DIRECTIONS => Please write each record out again word for word.

RECORDS TO USE =>
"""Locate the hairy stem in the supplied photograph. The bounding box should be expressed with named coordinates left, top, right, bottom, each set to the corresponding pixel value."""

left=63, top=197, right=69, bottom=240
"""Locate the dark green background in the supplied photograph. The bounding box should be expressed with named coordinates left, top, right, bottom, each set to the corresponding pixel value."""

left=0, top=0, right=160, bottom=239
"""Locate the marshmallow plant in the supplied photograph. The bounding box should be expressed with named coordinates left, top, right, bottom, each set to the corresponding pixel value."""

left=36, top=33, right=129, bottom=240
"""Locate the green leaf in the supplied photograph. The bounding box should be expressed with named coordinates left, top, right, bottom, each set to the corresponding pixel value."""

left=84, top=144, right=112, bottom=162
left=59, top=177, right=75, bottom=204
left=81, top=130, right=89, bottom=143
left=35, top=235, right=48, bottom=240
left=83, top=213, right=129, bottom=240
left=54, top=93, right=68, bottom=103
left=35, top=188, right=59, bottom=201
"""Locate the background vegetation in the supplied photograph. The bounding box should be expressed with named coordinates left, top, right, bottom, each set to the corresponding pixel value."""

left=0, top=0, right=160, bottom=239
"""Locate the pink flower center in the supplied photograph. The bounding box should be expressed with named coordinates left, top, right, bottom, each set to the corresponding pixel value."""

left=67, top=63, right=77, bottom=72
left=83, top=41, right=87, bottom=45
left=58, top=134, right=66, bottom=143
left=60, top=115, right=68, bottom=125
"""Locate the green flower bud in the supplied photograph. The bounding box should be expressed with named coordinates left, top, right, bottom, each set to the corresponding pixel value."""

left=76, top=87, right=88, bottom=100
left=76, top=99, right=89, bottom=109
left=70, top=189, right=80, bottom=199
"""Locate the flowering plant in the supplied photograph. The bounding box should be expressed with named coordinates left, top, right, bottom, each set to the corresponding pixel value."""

EXERCISE SOLUTION =>
"""Locate the hairy stem in the supplied photograph. The bounding box should be expressed with named coordinates left, top, right, bottom, each set to the corresponding pixel value."""

left=63, top=197, right=69, bottom=240
"""Locate the dark green background in the supplied photograph. The bounding box should be expressed with named coordinates left, top, right, bottom, each set to the corresponding pixel value."""

left=0, top=0, right=160, bottom=239
"""Locate the marshmallow plant in the supplied photograph. The bounding box should be expressed with named coordinates left, top, right, bottom, each set to the corresponding pixel value."""

left=36, top=33, right=129, bottom=240
"""Locate the green leaf in the supplied photograph. The bounding box should be expressed with named coordinates left, top, right, bottom, each set to the corresponding pixel value."""

left=84, top=144, right=112, bottom=162
left=59, top=177, right=75, bottom=204
left=81, top=130, right=89, bottom=143
left=35, top=235, right=48, bottom=240
left=83, top=213, right=129, bottom=240
left=54, top=93, right=68, bottom=103
left=35, top=188, right=59, bottom=201
"""Locate the background vegetation in the supplied photograph. The bounding box should be expressed with named coordinates left, top, right, bottom, each set to the corresponding pixel value."""

left=0, top=0, right=160, bottom=239
"""Locate the pink flower center in the supplied photograph. The bounding box should be expressed with named coordinates left, top, right, bottom, each set to the corresponding pixel value."""

left=67, top=63, right=77, bottom=72
left=83, top=41, right=87, bottom=45
left=58, top=134, right=66, bottom=143
left=60, top=115, right=68, bottom=125
"""Locate the green flower bud in the supplied photograph. The bounding box should be expressed with named coordinates left, top, right, bottom, each set to the corresponding pixel value."""

left=76, top=87, right=88, bottom=100
left=76, top=99, right=89, bottom=109
left=70, top=189, right=80, bottom=199
"""Locate the flowering plant in the supplied photograph. The bounding box should be expressed with named coordinates left, top, right, bottom, each set to the corresponding pixel value."""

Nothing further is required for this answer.